**Task prompt:** Extract every line of the records below that contains the string "feathers", treating uppercase and lowercase as different.

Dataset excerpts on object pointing

---+---

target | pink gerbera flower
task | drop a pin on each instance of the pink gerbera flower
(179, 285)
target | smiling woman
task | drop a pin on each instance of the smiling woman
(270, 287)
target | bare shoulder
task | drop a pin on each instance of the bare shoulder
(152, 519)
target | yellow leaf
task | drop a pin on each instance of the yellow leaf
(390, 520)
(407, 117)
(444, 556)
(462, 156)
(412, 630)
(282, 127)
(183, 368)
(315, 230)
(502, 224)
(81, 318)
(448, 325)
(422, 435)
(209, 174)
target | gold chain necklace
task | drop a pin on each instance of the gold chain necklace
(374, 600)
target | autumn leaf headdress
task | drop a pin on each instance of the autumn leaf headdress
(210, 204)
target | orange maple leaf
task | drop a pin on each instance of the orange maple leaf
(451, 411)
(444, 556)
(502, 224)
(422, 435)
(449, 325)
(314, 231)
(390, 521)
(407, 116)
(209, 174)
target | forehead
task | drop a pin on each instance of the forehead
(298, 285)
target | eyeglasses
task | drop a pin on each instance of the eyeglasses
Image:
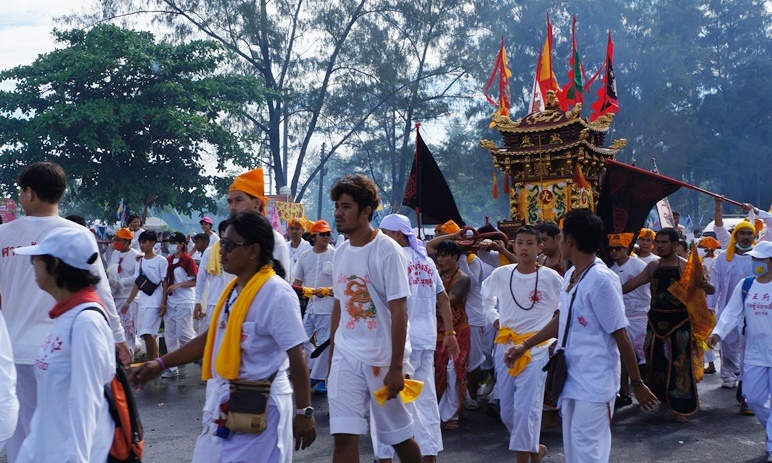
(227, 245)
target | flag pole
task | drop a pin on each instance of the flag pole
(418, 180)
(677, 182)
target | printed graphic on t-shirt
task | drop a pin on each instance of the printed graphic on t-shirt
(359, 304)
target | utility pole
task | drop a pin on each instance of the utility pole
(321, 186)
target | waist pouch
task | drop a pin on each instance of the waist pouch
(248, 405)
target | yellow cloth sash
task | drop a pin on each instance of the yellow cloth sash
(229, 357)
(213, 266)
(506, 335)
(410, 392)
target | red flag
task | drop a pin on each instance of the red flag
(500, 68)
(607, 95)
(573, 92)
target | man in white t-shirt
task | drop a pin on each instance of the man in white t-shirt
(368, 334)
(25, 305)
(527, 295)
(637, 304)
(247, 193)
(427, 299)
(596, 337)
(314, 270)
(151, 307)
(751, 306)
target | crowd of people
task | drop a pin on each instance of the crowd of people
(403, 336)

---+---

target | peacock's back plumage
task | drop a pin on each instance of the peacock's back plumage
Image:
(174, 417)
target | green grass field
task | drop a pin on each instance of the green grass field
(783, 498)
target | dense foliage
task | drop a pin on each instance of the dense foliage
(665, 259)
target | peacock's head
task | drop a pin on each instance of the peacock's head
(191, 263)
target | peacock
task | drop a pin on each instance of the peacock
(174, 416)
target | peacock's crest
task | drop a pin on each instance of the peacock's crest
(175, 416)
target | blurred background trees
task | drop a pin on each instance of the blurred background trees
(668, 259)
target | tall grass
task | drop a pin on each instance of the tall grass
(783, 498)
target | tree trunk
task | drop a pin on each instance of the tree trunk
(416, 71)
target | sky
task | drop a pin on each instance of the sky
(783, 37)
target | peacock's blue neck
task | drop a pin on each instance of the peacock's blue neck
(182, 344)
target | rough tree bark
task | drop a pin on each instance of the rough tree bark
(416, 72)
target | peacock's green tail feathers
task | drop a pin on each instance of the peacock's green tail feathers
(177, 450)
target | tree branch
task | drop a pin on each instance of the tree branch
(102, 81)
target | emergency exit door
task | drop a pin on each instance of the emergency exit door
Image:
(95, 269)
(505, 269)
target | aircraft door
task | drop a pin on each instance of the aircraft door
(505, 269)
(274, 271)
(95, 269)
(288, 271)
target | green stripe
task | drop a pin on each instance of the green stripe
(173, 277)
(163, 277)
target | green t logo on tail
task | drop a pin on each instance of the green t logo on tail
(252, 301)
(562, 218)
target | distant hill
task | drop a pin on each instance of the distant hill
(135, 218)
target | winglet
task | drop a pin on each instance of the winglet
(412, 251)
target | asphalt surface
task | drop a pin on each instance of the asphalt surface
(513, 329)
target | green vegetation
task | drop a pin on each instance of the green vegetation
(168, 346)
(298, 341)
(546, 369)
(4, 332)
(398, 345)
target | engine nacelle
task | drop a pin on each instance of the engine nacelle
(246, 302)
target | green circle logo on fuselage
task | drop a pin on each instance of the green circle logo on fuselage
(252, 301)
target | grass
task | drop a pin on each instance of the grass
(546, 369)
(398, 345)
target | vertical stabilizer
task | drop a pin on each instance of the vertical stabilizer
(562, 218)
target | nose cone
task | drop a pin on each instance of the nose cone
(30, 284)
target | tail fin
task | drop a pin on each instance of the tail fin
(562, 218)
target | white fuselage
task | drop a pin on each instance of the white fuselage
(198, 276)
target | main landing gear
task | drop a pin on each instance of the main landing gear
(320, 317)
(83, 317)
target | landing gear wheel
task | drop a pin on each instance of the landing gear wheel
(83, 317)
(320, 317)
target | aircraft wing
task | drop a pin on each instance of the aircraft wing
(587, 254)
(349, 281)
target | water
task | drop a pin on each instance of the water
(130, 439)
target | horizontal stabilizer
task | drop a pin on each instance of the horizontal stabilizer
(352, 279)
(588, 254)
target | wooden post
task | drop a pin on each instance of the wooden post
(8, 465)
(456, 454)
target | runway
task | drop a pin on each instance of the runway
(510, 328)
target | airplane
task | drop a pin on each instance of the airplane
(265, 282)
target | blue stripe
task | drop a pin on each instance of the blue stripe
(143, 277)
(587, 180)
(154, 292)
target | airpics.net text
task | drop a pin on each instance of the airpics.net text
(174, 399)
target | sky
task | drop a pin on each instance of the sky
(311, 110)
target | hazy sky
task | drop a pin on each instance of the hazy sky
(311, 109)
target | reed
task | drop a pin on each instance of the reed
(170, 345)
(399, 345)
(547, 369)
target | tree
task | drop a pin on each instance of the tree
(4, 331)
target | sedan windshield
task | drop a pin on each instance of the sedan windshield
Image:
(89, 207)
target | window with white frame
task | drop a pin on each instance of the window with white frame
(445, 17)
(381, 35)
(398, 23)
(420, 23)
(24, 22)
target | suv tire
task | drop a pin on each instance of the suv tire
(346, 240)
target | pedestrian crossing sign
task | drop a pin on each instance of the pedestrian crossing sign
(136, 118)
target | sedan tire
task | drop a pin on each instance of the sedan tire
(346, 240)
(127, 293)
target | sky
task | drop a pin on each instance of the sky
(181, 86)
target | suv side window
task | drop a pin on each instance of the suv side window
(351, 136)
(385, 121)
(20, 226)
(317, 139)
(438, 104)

---+---

**Written solution:**
target | peacock's green tail feathers
task | drop a pin on each instance of the peacock's green tail feathers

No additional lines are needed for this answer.